• _GIVEN TASK_
Render every line of the items below as a numbered list, skipping blank lines and leaving out the pictures.

• _SOURCE MATERIAL_

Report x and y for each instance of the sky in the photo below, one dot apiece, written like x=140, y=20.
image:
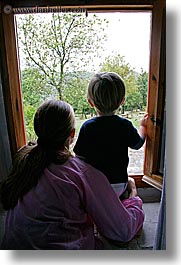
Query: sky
x=129, y=36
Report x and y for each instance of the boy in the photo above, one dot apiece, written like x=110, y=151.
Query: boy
x=103, y=141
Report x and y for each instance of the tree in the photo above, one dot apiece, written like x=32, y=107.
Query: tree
x=60, y=44
x=34, y=87
x=142, y=84
x=118, y=65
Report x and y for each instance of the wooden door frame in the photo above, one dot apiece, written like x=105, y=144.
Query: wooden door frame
x=156, y=90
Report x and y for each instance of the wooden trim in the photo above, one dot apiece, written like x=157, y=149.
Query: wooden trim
x=139, y=181
x=82, y=3
x=156, y=90
x=11, y=85
x=154, y=180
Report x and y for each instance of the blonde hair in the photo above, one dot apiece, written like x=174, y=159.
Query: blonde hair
x=106, y=91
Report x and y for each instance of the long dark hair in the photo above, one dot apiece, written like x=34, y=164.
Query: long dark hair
x=53, y=124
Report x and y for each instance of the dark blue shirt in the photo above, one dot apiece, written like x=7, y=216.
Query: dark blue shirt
x=103, y=142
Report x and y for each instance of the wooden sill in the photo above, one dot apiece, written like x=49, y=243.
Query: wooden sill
x=154, y=180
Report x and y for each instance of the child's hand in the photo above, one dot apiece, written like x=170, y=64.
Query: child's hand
x=131, y=187
x=144, y=120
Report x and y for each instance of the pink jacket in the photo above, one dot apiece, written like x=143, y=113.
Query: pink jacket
x=60, y=211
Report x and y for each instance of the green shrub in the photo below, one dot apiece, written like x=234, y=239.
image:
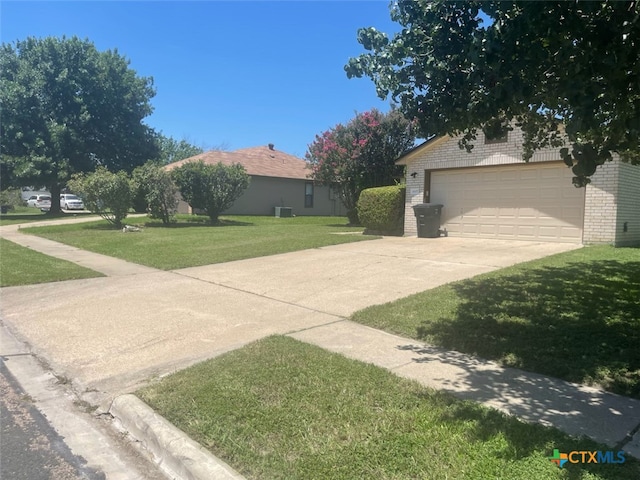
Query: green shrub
x=381, y=209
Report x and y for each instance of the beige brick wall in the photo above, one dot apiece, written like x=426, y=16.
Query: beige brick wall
x=600, y=205
x=628, y=205
x=612, y=198
x=445, y=153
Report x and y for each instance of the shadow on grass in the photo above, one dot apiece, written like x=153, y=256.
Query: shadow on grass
x=523, y=439
x=579, y=322
x=191, y=224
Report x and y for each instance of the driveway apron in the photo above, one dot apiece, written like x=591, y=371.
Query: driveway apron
x=111, y=334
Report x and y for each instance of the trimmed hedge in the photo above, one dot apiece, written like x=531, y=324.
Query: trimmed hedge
x=381, y=209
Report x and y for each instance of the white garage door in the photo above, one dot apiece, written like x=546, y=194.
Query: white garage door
x=524, y=202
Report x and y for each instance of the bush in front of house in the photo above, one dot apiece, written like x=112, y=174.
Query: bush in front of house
x=381, y=209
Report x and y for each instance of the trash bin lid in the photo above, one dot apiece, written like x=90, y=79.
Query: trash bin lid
x=426, y=206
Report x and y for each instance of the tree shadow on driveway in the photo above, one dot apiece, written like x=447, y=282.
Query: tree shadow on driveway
x=579, y=322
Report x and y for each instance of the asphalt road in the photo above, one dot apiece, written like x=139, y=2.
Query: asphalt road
x=31, y=448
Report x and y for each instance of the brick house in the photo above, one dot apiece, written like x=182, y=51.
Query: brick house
x=492, y=193
x=277, y=180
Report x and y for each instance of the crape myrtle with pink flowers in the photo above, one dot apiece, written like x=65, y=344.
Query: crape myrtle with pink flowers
x=361, y=154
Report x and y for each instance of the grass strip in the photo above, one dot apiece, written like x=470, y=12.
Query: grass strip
x=192, y=242
x=575, y=316
x=283, y=409
x=23, y=266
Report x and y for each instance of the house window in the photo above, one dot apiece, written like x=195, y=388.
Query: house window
x=502, y=138
x=308, y=195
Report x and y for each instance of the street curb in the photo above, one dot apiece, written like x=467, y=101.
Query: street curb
x=172, y=450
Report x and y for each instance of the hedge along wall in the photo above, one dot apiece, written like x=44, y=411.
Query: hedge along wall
x=381, y=209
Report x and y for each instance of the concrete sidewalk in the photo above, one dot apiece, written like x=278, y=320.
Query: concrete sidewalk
x=163, y=321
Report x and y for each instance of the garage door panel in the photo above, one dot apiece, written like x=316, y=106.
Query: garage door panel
x=511, y=201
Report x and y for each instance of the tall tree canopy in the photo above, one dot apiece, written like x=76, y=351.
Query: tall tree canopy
x=360, y=154
x=68, y=108
x=172, y=150
x=566, y=72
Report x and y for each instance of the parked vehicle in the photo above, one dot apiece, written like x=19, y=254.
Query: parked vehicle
x=69, y=201
x=43, y=202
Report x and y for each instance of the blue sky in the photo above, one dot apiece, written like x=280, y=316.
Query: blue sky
x=235, y=74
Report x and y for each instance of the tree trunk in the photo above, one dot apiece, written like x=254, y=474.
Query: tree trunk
x=55, y=199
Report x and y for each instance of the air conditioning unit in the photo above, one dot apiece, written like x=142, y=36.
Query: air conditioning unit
x=284, y=212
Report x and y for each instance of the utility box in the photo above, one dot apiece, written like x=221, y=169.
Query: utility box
x=284, y=212
x=428, y=218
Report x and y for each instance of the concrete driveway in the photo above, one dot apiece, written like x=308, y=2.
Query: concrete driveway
x=110, y=334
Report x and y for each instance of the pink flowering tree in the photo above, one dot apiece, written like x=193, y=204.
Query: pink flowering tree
x=361, y=154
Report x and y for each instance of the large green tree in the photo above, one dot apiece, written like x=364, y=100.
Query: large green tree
x=566, y=72
x=360, y=154
x=210, y=188
x=68, y=108
x=105, y=193
x=172, y=150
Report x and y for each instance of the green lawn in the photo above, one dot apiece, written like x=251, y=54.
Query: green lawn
x=574, y=316
x=193, y=242
x=282, y=409
x=23, y=266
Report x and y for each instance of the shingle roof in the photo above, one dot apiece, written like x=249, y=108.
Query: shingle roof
x=260, y=161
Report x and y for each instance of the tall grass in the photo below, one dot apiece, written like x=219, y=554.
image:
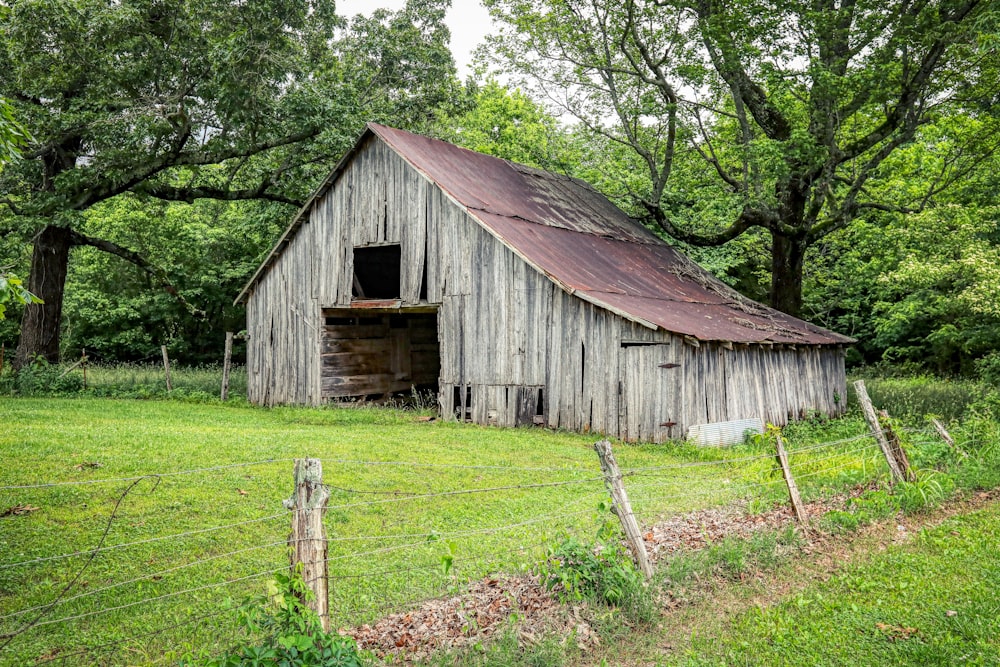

• _ANSWER BELOW_
1. Report x and y for each instance of the sky in the photo below, one dot apiece, written like x=140, y=20.
2. image:
3. Query: sky
4. x=129, y=36
5. Report x and y for each instance of the boy in the photo above, one dot apiece, written like x=110, y=151.
6. Query: boy
7. x=103, y=141
8. Report x and y for each instance of the tree in the photo above, one dot apiece, written like x=32, y=107.
9. Query: tree
10. x=60, y=44
11. x=34, y=87
12. x=142, y=84
13. x=118, y=65
14. Report x and y for each instance of the wooden door frame in the photo above, one dot apiece, written like x=105, y=144.
15. Query: wooden door frame
16. x=156, y=90
17. Report x and y for each instance of the wooden trim in the photo above, one dot apiece, written like x=157, y=149.
18. Query: wooden trim
19. x=139, y=181
20. x=82, y=3
21. x=156, y=90
22. x=11, y=85
23. x=154, y=180
24. Report x and y for each instance of the blonde hair in the photo above, one dot apiece, written like x=174, y=159.
25. Query: blonde hair
26. x=106, y=91
27. Report x and y for each instance of the long dark hair in the photo above, one dot apiece, written like x=34, y=164.
28. Query: long dark hair
29. x=53, y=124
30. Report x and y for each instance of the dark blue shirt in the photo above, one dot apiece, written like x=7, y=216.
31. Query: dark blue shirt
32. x=103, y=142
33. Report x and y for each instance of the wooden sill in the photo above, one dot apiece, written like x=49, y=243.
34. Query: wooden sill
35. x=154, y=180
36. Report x and y for each instance of the child's hand in the photo above, one dot apiece, written like x=170, y=64.
37. Query: child's hand
38. x=131, y=187
39. x=144, y=120
40. Report x and y for each instance of the pink jacket in the photo above, one dot apiece, written like x=143, y=113.
41. Query: pink jacket
42. x=60, y=211
43. Report x and y for each instance of the green shrub in the photo below, one dot apiece, written like x=234, y=239.
44. image:
45. Query: green shrub
46. x=381, y=209
47. Report x and y for each instance of the beige brick wall in the photo above, one dot apiece, written like x=426, y=16.
48. Query: beige brick wall
49. x=600, y=205
50. x=628, y=205
51. x=612, y=198
52. x=445, y=153
53. Report x and y for each instance of the shadow on grass in the photo above, one dot apiece, written like x=153, y=256.
54. Query: shadow on grass
55. x=523, y=439
56. x=579, y=322
57. x=191, y=224
58. Report x and y for each instance of the driveway apron in the photo above, one dot apiece, written like x=591, y=371.
59. Query: driveway apron
60. x=111, y=334
61. Report x and y for each instance of the trimmed hedge in the photo above, one dot apiece, written like x=531, y=324.
62. Query: trimmed hedge
63. x=381, y=209
64. Report x and y for each instance of the white garage door in the photo above, one dot apiece, written like x=546, y=194.
65. Query: white garage door
66. x=524, y=202
67. Report x and y for each instance of the bush in front of house in the photo above, one dot apiece, written like x=112, y=174.
68. Query: bush in front of house
69. x=381, y=209
70. Report x and y for each instance of the trash bin lid in the photo above, one dot apiece, written like x=90, y=79.
71. Query: trash bin lid
72. x=426, y=206
73. Report x and y for each instance of the tree shadow on driveway in the photo above, one dot apiece, written like x=447, y=282.
74. Query: tree shadow on driveway
75. x=579, y=322
76. Report x and y for each instance of the asphalt road in the photo above, one dot apiece, written like x=139, y=2.
77. Query: asphalt road
78. x=31, y=448
79. Report x and y for each instance of the brick house in the photo above, one dot apiece, written like x=182, y=51.
80. Query: brick house
81. x=492, y=193
82. x=277, y=180
83. Report x and y for each instance of the crape myrtle with pink flowers in the photo above, one dot apiece, written like x=65, y=344.
84. Query: crape myrtle with pink flowers
85. x=361, y=154
86. Report x and y for each instance of the grass strip in the photo above, one dot apiece, written like x=470, y=12.
87. Query: grass strip
88. x=192, y=242
89. x=575, y=316
90. x=283, y=409
91. x=23, y=266
92. Report x and y for each instance of the house window in the photo above, one dot apiece, written like x=195, y=388.
93. Query: house window
94. x=502, y=138
95. x=308, y=195
96. Report x and y for each instance of the street curb in the photo above, one dot apiece, written like x=467, y=101.
97. Query: street curb
98. x=172, y=450
99. Report x and y for each instance of the hedge along wall in the photo above, one dot apiece, written like x=44, y=411.
100. Query: hedge along wall
101. x=381, y=209
102. Report x and y for each instance of the concrete sidewalk in the photo above, one dot apiece, written like x=278, y=320.
103. Query: concrete sidewalk
104. x=163, y=321
105. Report x and y for each instance of the garage door panel in the photo above, one dot apiece, written like x=316, y=106.
106. Query: garage door panel
107. x=511, y=201
108. Report x and y for each instance of the tall tree canopy in the photo above, one dot apiece, written like x=76, y=351.
109. Query: tall tree canopy
110. x=360, y=154
111. x=68, y=108
112. x=172, y=150
113. x=566, y=72
114. Report x and y for each instance of the parked vehicle in the photo above, one dot apiece, written like x=19, y=254.
115. Query: parked vehicle
116. x=69, y=201
117. x=43, y=202
118. Report x and y for each instance of the blue sky in the photo above, one dot apiece, written like x=280, y=316.
119. Query: blue sky
120. x=235, y=74
121. Report x and y for each instance of the tree trunk in the photo above, one dot apiece, written like x=254, y=474.
122. Query: tree trunk
123. x=55, y=199
124. Report x and y for each instance of the air conditioning unit in the photo above, one dot apiece, written like x=142, y=36.
125. Query: air conditioning unit
126. x=284, y=212
127. Report x and y for each instance of the utility box in the photo above, one dot apiece, written like x=221, y=169.
128. Query: utility box
129. x=284, y=212
130. x=428, y=218
131. Report x and y for each instance of the concrete driveway in the photo above, one dot apiece, written like x=308, y=2.
132. Query: concrete driveway
133. x=110, y=334
134. Report x and y for each instance of the pink flowering tree in the photo above, one dot apiece, written like x=193, y=204.
135. Query: pink flowering tree
136. x=361, y=154
137. Report x and y for each instance of the large green tree in the photo above, one dot apiece, written like x=364, y=100.
138. Query: large green tree
139. x=566, y=72
140. x=360, y=154
141. x=210, y=188
142. x=68, y=108
143. x=105, y=193
144. x=172, y=150
145. Report x and y for each instance of the green lawn in the photo above, one dot apiece, written like x=251, y=54.
146. Query: green lawn
147. x=574, y=316
148. x=193, y=242
149. x=282, y=409
150. x=23, y=266
151. Report x and y for each instance of the shingle roof in the photo above, one dot apiece, written like x=249, y=108.
152. Query: shingle roof
153. x=260, y=161
154. Report x and y for each instance of the tall grass in the photo below, one dot apiece, written like x=219, y=554.
155. image:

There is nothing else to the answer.